By: Robert Avsec, Executive Fire Officer
A LinkedIn colleague of mine posted the following comment along with the link to the news story.
Citizen calls 911, is able to capture still images and the response from 911 and police is less than desirable. A live video feed from the 911 caller could have changed this response and gotten help there quicker!
Watch and listen for yourself before you read the rest of this post, OK?
Assault witness ‘deeply disturbed’ by 911 dispatch response (An emergency dispatcher told a man who called 911 that he couldn’t report an attack on behalf of the victim).
Fred [Name changed by me], as much as I am an advocate for NG-911 (Next Generation 911) and FirstNet (the first broadband network in the U.S. dedicated to public safety) the technology or lack of technology was not the problem here. This was a performance problem on the part of the 911 call taker.
And training is very rarely the solution to a performance problem by an incumbent employee. I co-managed a county’s consolidated emergency communications center and PSAP (Public Safety Answering Point) and in that role helped employees work through performance problems to get back on track. And in the vast majority of the cases, it wasn’t a lack of training or not knowing the correct procedure.
More often than not, we traced the poor performance back to a couple of common factors: (1) stress, (2) stress, and (3) stress.
Most 911 centers in the U.S. are chronically underfunded and understaffed. The former means that centers often don’t have enough authorized positions for the workload and/or they can’t afford to pay employees a salary that commensurate with the job and its responsibilities; while the latter forces employees to work involuntary overtime.

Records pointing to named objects
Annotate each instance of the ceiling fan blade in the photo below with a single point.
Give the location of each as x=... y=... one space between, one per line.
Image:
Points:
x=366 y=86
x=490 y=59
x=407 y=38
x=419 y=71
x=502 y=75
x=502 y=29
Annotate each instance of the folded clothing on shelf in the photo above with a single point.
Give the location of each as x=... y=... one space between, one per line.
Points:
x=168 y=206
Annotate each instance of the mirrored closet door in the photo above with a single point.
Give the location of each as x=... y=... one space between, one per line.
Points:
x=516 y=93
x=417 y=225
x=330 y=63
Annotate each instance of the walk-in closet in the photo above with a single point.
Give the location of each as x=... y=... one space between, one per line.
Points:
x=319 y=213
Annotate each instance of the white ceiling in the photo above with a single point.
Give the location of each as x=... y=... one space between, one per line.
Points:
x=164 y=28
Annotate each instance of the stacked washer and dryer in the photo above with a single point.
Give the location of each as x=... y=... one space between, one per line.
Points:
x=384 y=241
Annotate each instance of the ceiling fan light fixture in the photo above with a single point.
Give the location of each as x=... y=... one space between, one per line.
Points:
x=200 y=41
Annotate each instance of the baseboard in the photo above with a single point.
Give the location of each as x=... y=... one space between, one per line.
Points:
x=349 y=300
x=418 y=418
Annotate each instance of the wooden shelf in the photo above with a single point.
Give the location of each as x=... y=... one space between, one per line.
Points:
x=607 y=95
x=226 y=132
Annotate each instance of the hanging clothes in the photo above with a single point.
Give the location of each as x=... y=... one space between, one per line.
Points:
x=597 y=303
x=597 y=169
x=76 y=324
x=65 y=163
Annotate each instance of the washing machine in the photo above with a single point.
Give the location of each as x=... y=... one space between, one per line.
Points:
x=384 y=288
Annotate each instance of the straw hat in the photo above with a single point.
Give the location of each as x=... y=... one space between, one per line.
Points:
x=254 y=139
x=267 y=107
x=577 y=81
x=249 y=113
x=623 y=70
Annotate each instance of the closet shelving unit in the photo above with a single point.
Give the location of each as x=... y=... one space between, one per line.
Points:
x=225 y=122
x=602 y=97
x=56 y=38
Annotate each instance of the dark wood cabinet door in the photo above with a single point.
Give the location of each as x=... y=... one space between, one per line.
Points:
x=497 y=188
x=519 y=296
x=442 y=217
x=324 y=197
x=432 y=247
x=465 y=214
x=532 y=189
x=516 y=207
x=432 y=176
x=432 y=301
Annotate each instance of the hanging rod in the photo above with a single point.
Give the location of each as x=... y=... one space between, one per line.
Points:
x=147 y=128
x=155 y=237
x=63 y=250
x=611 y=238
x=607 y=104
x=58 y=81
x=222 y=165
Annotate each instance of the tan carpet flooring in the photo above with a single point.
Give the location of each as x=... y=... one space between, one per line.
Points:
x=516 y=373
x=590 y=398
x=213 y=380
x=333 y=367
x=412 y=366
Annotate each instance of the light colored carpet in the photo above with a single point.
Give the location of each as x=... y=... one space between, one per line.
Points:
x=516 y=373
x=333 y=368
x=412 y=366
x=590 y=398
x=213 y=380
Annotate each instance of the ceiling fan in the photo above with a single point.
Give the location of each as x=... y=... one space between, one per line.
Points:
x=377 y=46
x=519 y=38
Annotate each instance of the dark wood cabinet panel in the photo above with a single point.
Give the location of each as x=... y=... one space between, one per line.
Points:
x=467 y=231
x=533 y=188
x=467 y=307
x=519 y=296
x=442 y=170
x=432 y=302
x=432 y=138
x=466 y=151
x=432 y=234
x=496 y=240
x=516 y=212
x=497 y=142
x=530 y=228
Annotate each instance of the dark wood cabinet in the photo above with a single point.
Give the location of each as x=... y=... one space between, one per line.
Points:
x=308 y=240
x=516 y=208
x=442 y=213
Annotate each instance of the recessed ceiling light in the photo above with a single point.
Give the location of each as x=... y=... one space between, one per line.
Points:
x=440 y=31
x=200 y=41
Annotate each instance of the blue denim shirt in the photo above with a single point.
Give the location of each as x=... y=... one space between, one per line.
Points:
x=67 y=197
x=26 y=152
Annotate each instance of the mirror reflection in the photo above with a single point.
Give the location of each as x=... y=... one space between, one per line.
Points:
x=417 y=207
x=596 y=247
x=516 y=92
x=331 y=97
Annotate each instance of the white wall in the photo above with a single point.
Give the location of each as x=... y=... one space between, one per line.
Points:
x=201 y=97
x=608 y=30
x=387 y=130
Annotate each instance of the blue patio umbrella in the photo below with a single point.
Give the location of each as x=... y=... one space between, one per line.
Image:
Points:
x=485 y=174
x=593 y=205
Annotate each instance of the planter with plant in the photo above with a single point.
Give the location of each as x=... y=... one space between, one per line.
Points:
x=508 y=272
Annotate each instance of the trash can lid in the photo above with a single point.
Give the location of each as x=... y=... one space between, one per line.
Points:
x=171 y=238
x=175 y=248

Jobs:
1 - Please repeat the 911 dispatch post starting with "Assault witness ‘deeply" and going on through "of the victim).", substituting "operator" for "dispatcher".
2 - According to the 911 dispatch post, what is FirstNet?
3 - Decide whether each statement agrees with the 911 dispatch post, and quote the words that settle it:
(a) The author co-managed a county's consolidated emergency communications center.
(b) The author blames the technology for the poor response.
(c) Most 911 centers in the U.S. are well funded.

Exercise solutions:
1 -
Assault witness ‘deeply disturbed’ by 911 dispatch response (An emergency operator told a man who called 911 that he couldn’t report an attack on behalf of the victim).

2 - The first broadband network in the U.S. dedicated to public safety.

3 -
(a) Yes: "I co-managed a county’s consolidated emergency communications center and PSAP (Public Safety Answering Point)"
(b) No: "the technology or lack of technology was not the problem here"
(c) No: "Most 911 centers in the U.S. are chronically underfunded and understaffed."